[RECORD EXTRACTS]

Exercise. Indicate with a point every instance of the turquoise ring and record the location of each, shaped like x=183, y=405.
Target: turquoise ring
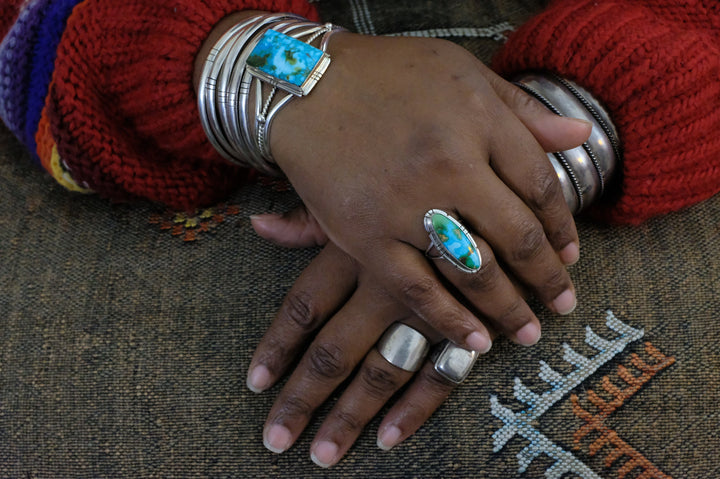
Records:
x=452, y=241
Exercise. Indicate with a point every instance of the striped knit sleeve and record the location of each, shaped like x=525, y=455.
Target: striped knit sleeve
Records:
x=100, y=91
x=656, y=66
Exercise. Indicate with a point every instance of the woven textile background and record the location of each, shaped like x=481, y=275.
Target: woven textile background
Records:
x=126, y=331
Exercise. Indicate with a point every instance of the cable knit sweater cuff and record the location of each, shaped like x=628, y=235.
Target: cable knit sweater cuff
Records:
x=656, y=65
x=102, y=92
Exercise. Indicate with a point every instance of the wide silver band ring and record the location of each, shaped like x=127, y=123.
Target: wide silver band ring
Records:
x=404, y=347
x=453, y=362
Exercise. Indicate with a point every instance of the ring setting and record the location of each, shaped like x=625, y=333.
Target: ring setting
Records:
x=452, y=241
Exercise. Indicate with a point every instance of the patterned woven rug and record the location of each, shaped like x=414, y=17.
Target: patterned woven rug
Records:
x=127, y=330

[GIVEN EXERCISE]
Scale the material that opens with the line containing "Exercise. Indicate with a point every instance of the ring" and closes at the end of the material, giving every line again with the requests included. Multiply each x and y coordinate in the answers by 0.35 and round to whole numbers, with halves rounded up, while leaving the requests and their format samples unchanged.

[THE COMPLETED TASK]
Exercise. Indicate with a point every instance of the ring setting and record the location of each, shaped like x=625, y=333.
Target: ring setting
Records:
x=158, y=84
Exercise. Indicate with a point every instance of the patterned woven rug and record the location of each, shaped like x=414, y=17.
Target: patterned woven rug
Records:
x=44, y=116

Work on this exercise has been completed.